[Saved data entries]

○ ○ ○ ○ ○

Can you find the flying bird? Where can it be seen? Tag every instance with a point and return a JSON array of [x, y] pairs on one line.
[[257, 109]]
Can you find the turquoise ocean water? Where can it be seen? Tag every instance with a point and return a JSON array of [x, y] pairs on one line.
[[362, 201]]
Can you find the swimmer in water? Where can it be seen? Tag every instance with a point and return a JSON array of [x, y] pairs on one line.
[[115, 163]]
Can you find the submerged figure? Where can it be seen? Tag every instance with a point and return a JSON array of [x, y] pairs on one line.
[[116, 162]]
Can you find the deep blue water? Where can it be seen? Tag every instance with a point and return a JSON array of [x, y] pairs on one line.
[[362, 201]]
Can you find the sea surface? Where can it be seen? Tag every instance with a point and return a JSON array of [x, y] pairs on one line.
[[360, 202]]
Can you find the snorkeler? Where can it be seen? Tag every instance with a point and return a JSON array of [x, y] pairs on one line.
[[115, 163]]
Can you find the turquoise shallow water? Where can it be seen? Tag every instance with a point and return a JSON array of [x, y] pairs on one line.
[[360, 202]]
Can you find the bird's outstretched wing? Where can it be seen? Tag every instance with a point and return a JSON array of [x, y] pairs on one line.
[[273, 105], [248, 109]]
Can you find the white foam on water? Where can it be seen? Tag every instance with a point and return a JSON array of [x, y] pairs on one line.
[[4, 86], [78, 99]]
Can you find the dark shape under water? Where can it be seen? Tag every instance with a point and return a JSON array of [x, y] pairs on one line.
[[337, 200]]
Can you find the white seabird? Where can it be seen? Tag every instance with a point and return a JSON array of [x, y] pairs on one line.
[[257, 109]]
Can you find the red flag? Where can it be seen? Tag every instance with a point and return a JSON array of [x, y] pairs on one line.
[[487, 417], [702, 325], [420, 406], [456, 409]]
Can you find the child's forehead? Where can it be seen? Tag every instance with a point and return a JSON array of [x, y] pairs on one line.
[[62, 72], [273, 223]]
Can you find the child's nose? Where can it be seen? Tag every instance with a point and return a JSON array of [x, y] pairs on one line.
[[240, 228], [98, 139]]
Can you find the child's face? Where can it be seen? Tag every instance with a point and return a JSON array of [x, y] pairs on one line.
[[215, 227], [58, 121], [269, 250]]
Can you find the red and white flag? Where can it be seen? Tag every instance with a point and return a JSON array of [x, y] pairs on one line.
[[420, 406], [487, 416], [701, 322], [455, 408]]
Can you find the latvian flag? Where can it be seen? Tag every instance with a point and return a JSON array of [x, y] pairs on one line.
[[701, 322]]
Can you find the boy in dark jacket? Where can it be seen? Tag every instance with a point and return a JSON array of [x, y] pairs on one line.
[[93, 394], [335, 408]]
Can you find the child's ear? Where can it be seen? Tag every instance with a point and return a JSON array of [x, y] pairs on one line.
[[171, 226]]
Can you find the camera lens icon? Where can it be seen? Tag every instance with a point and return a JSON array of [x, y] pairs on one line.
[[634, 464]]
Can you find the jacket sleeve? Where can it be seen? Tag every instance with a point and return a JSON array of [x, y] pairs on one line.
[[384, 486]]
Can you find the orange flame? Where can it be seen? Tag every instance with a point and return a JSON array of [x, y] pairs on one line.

○ ○ ○ ○ ○

_Activity:_ The required output is the complete set of records, reproduced exactly.

_Reply to the exercise:_
Can you find the flying bird? Where can it be seen? Tag every instance with a point and return a JSON array of [x, y] pairs on one line.
[[257, 109]]
Can you find the turquoise ocean water? Where can it be seen? Tag every instance with a point and return a JSON array of [x, y] pairs on one line.
[[362, 201]]
Can you find the swimmer in water? Where can it be seen? Tag every instance with a point and return a JSON array of [x, y] pairs on one line.
[[115, 163]]
Can you find the submerged figure? Where can it be seen? Tag every instance with a point and return a JSON array of [x, y] pairs on one line.
[[116, 162]]
Can you find the deep blue water? Where can it be seen? Tag every instance with a point and return a JSON array of [x, y] pairs on one line.
[[362, 201]]
Can you find the sea surface? Where can it be seen? Tag every instance with a point and return a JSON array of [x, y] pairs on one line.
[[360, 202]]
Can you find the snorkeler? Where can it be seen? Tag every instance with a point and return a JSON array of [x, y] pairs on one line.
[[115, 163]]
Can you find the turquoise shallow water? Where can it be seen? Tag every instance with a point and return a JSON array of [x, y] pairs on one line.
[[360, 202]]
Can you find the bird's outstretched wing? Where can it be seen? Tag every instance with a point and return a JSON array of [x, y] pairs on one line.
[[273, 105], [248, 109]]
Can you find the white foam on water? Where can it be seen? Tag every instance with a point and return a JSON array of [x, y] pairs on one line.
[[4, 86], [78, 99]]
Can you find the dark shape under water? Where can it be seen? Tag every instance with a point and return a JSON array of [x, y] pairs on one line.
[[337, 200]]
Can you find the white seabird? Where can it be seen? Tag every instance with a point and return a JSON array of [x, y] pairs on one line.
[[257, 109]]
Can you find the red flag? Where can it be seen? Tag every instance with a point and return a JSON array of [x, y] pairs on one line.
[[487, 417], [702, 325], [420, 406], [456, 409]]
Can you find the child's forehead? Where can it be seen? Tag every instance with a point and return a JSON array of [x, y] pairs on one line.
[[62, 72], [273, 223]]
Can you find the child's nose? Where can it be seen? Tag every instance with a point and return a JSON array of [x, y] pairs on one line.
[[240, 228], [98, 139]]
Can you find the child's face? Where can it be seen? Tag every instance with a point and return a JSON array of [x, y] pairs on one line.
[[215, 227], [58, 121], [269, 250]]
Can you find the red and white flag? Where can it be seen? Tag every instance with a point and return a JSON array of [x, y] pairs on one line.
[[420, 406], [487, 416], [701, 322], [455, 408]]
Can you find the latvian flag? Where can it be seen? Tag every instance with a point and return a JSON array of [x, y] pairs on one line.
[[701, 322]]
Can you find the boy in dark jacket? Where can it be seen? Tag every instance with a point and return a JSON array of [x, y] pairs on one line.
[[93, 394], [335, 408]]
Can you find the child's ear? Where can it be seen? Tag every instance with a point and return a JSON array of [x, y] pairs on one line.
[[171, 226]]
Can you find the camera lens icon? Where can it be seen? Tag every instance with a point and return a JSON array of [x, y] pairs on one line.
[[634, 464]]
Can you find the jacket sleeve? Where can it be seen? Tag every instance with a point and return a JSON array of [x, y] pairs on one line.
[[384, 486]]
Can you find the orange flame? Where can it be seen? Tag every instance with a point and return a JSON array of [x, y] pairs on one line.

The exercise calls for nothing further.